Texto de lectura –

++++++++++++++++++++

Para el BCE, una institución independiente en teoría, debería ser evidente que esta escalada de gastos financieros invalida cualquier esfuerzo de contención del déficit y elimina cualquier posibilidad de recuperación a medio plazo
La situación económica de España atraviesa uno de los momentos más críticos de su historia.
Los desequilibrios financieros y productivos acumulados a lo largo de una década han terminado por estallar en forma de una tasa de paro desbocada y de una deuda cada día más difícil de refinanciar en los mercados.
Este 20 de julio de 2012, nuestra prima de riesgo alcanzó su máximo histórico desde la entrada de España en la zona del euro: 612 puntos básicos.
Las dificultades del momento afectan no sólo al Gobierno de España, sino al conjunto de las Administraciones Públicas, familias y empresas.
También este viernes, mientras los inversores nacionales y extranjeros exigían tipos de interés récord para aceptar adquirir los pasivos del Gobierno central, el Ejecutivo autonómico valenciano solicitaba formalmente su rescate al Ministerio de Hacienda y el Ibex se desplomaba más de un 5% hasta caer a uno de los niveles más bajos de los últimos 15 años.
Cataluña, Castilla-La Mancha, Murcia, Baleares, Canarias y Andalucía afrontan vencimientos graves los próximos meses y estudian seguir los pasos de la Comunidad Valenciana.
De poco ha servido que Rajoy sacara adelante su ajuste de 65.000 millones en tres años y que Bruselas aprobara el rescate a la Banca.
Al fin y al cabo, incluso en estos asuntos, que parecen firmes, siguen pesando demasiadas incertidumbres.

++++++++++++++++++++

Material de origen –
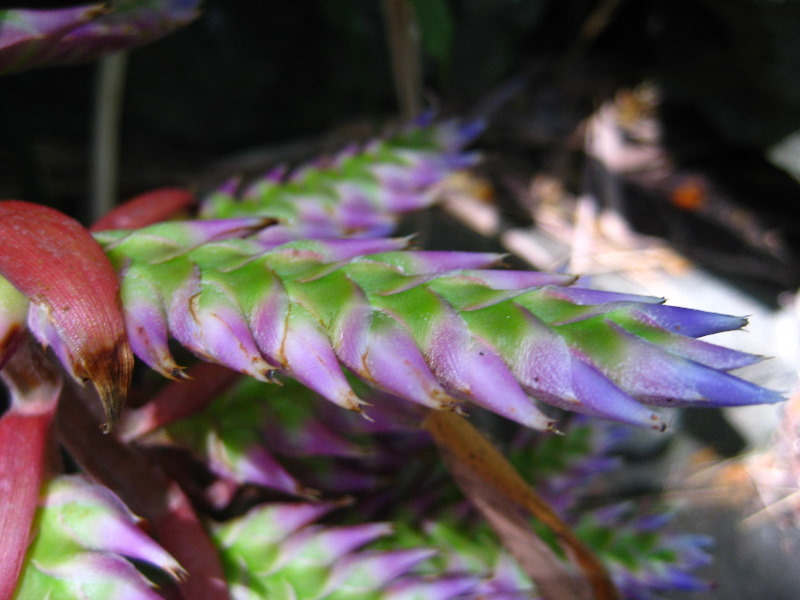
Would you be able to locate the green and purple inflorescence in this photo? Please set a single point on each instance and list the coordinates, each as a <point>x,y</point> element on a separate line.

++++++++++++++++++++

Consignas de trabajo –
• A. Transcribe literalmente el fragmento del texto sobre la crisis económica de España comprendido entre "Este 20 de julio" y "últimos 15 años.", ambos incluidos.
• B. Prosigue el texto sobre la crisis económica de España a partir de su última oración.

Respuestas en orden –
• A.
Este 20 de julio de 2012, nuestra prima de riesgo alcanzó su máximo histórico desde la entrada de España en la zona del euro: 612 puntos básicos.
Las dificultades del momento afectan no sólo al Gobierno de España, sino al conjunto de las Administraciones Públicas, familias y empresas.
También este viernes, mientras los inversores nacionales y extranjeros exigían tipos de interés récord para aceptar adquirir los pasivos del Gobierno central, el Ejecutivo autonómico valenciano solicitaba formalmente su rescate al Ministerio de Hacienda y el Ibex se desplomaba más de un 5% hasta caer a uno de los niveles más bajos de los últimos 15 años.

• B.
Por un lado, no está ni mucho menos claro que los recortes de Rajoy, concentrados extraordinariamente en subidas de impuestos que deprimirán mucho más la actividad en el sector privado, consigan reducir todo el importe prometido por el Gobierno (sobre todo con unas autonomías poco o nada comprometidas con la consolidación presupuestaria).
Tampoco está claro, por otro, que España no vaya a terminar respondiendo, de un modo u otro, del rescate de sus ruinosos bancos.
Es decir, de los dos grandes caballos de batalla que ha liderado el Gobierno popular durante el último mes para tratar de restablecer la maltrecha solvencia del Reino de España, los dos han resultado medio fallidos hasta la fecha.
Así las cosas, parece inexorable que Mariano Rajoy se replantee su estrategia implementada hasta la fecha, basada demasiado en el aumento de impuestos y demasiado poco en la reducción de gastos.
Hay que eliminar asesores, cerrar empresas públicas, recortar parlamentos y consejos de administración, exigir a las grandes empresas una aportación generosa a las arcas del estado y adoptar todo un rosario de medidas para aligerar de ‘grasa’ a la Administración.
Si no se responde con rapidez, valentía y energía a los retos planteados, el escenario que hasta la fecha parecía impensable, la intervención exterior total, podría materializarse en una dura realidad como la que han sufrido Grecia, Portugal o Irlanda.
Rescate, la palabra que el Gobierno no quiere oír ni pronunciar, retumba cada vez más. El Eurogrupo concedió ayer el rescate para recapitalizar la banca, pero los mercados apuestan cada vez más claramente que España necesitará un rescate total.
El Gobierno no ha parado de hacer cosas y de tomar medidas, pero su renuencia a tomar decisiones todavía más firmes y contundentes podrían llevarnos a que desde fuera nos impusieran aquellas medidas que no nos atrevemos a tomar dentro.
Aunque muchos puedan considerar la intervención como un escenario deseable, tengamos presente que el objetivo prioritario de nuestros acreedores no sería efectuar las reformas para que España prospere del mejor modo imaginable en el largo plazo, sino simple y llanamente cobrar sus deudas exprimiendo la economía.
De ahí que resulte prioritario que seamos nosotros quienes tomemos las medidas que verdaderamente nos permitirán amortizar nuestras deudas, reducir nuestros impuestos y crecer de manera sana.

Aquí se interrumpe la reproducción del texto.